● Metin Bloğu
İbrahim Karagül
Türkiye’nin Fırat’ın Doğu’suna müdahalesi; siyasi tarihimizin, ülkemize ve bölgemize yönelik büyük tehdidin ortadan kaldırılmasına yönelik en etkili jeopolitik müdahalesi olacaktır.
Bu müdahale; Anadolu’nun bekâsı için, coğrafyaya yüz yıl sonra musallat olan yeni istilâ dalgasının savuşturulması için en güçlü bölgesel savunma, direniş ve hesaplaşmadır. Bu yüzden de bir Milli Mücadele, bir İstiklâl Savaşı, bir Çanakkale misyonudur.
Yüz yıl önce Kutu’l-Amâre’de ne oluyorsa bugün Fırat’ın Doğu’sunda o olmaktadır. Düşman aynıdır, savunma aynıdır, tehdidin ve işgalin niteliği aynıdır, cepheler aynıdır.

● Sağlanan Malzeme

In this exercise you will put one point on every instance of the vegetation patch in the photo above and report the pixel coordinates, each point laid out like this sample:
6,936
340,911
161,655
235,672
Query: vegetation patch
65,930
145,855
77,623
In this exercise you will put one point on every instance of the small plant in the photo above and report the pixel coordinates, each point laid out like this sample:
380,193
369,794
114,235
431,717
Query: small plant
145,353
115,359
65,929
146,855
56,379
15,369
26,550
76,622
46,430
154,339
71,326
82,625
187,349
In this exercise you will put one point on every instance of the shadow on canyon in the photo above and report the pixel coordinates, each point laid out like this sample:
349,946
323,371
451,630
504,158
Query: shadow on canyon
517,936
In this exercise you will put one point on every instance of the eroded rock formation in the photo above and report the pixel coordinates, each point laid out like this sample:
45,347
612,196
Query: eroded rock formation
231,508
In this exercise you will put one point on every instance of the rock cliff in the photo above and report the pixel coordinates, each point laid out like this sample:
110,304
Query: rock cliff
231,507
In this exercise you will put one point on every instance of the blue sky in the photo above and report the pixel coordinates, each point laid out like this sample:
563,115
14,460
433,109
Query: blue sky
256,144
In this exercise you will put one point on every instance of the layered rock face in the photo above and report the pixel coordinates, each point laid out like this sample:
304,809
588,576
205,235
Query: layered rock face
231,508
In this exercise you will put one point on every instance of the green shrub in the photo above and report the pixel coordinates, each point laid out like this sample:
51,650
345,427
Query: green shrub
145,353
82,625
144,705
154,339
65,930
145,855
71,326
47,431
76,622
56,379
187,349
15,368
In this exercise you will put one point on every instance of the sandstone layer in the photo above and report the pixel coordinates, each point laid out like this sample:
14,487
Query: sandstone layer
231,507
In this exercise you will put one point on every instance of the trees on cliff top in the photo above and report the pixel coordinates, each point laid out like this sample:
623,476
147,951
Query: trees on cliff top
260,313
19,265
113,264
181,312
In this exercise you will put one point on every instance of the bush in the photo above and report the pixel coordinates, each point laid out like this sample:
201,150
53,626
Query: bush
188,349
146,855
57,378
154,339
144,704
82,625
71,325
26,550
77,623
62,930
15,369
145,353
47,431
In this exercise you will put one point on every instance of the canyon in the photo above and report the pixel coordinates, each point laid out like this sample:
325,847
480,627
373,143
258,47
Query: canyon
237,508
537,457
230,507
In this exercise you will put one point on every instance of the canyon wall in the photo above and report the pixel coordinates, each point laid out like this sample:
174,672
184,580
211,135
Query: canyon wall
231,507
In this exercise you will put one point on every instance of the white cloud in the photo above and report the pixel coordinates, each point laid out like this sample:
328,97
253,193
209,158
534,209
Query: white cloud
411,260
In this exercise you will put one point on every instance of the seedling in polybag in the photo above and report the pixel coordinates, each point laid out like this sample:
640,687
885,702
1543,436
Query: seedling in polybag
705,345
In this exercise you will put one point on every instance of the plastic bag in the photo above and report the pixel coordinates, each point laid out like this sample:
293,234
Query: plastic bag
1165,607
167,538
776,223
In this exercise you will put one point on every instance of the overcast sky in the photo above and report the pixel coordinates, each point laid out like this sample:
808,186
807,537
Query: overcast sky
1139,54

● Alıştırma Koşulları
- a) Fırat'ın Doğu'suna müdahaleyi konu alan metne göre şu ifadelerin her birine evet ya da hayır diye karşılık veriniz ve kararınızı belirleyen sözcükleri metinden aynen aktarınız: (i) Müdahale bir İstiklâl Savaşı misyonu olarak nitelendirilir. (ii) Bugünkü düşman, yüz yıl önceki düşmandan farklıdır. (iii) Yeni istilâ dalgası coğrafyaya elli yıl sonra musallat olmuştur.
- b) Fırat'ın Doğu'suna müdahaleyi anlatan metni kaldığı yerden sürdürünüz.
Öğelerin metinle hiçbir bağlantısı yoktur.

● Cevap Takımı
- a)
(i) Evet: "bir Milli Mücadele, bir İstiklâl Savaşı, bir Çanakkale misyonudur"
(ii) Hayır: "Düşman aynıdır"
(iii) Hayır: "coğrafyaya yüz yıl sonra musallat olan yeni istilâ dalgasının"

- b)
Bunu yapmazsak Türkiye olamayız
Çünkü Fırat’ın Doğu’suna müdahale; yüz yıl önce coğrafyanın her köşesinde neyi savunuyorsak onun savunmasıdır. Fırat Kalkanı ile başlayan, Afrin müdahalesi ile devam eden bu yol, coğrafyanın özgürleştirilmesine, yeni bir coğrafya inşa etmeye dönük en büyük idealdir.
Bu idealin, bu savunmanın öncülüğünü Türkiye yapmaktadır. Bu ülke, sadece kendisini değil, bütün coğrafyayı tarihsel derin bir akılla savunmaya çalışmaktadır. Bu ülke, Birinci Dünya Savaşı’ndan sonra yeniden coğrafya dizayn edenlere karşı bize ait bir coğrafyanın inşa edilmesi için her şeyini ortaya koşmuş bir ülkedir.
Bunu yapmasaydı Türkiye olamazdı, Anadolu’yu kurtaramazdı. Bunu yapmasaydı, Anadolu tehdit altına girseydi coğrafyada hiçbir tuğla yerinde kalamazdı.
Bazı bölge ülkeleri bir ‘örgüt’ gibi Türkiye’nin karşısına sürülüyor
Çünkü artık tehdit bütün yönlerden gelmekte, istilâ Batılı ordular dışında yerel aktörler üzerinden de servis edilmektedir. PKK ve DEAŞ gibi terör örgütlerinin yanı sıra, bazı bölge ülkeleri de, birer “örgüt” misyonu yüklenerek, bu cepheye sürülmektedir.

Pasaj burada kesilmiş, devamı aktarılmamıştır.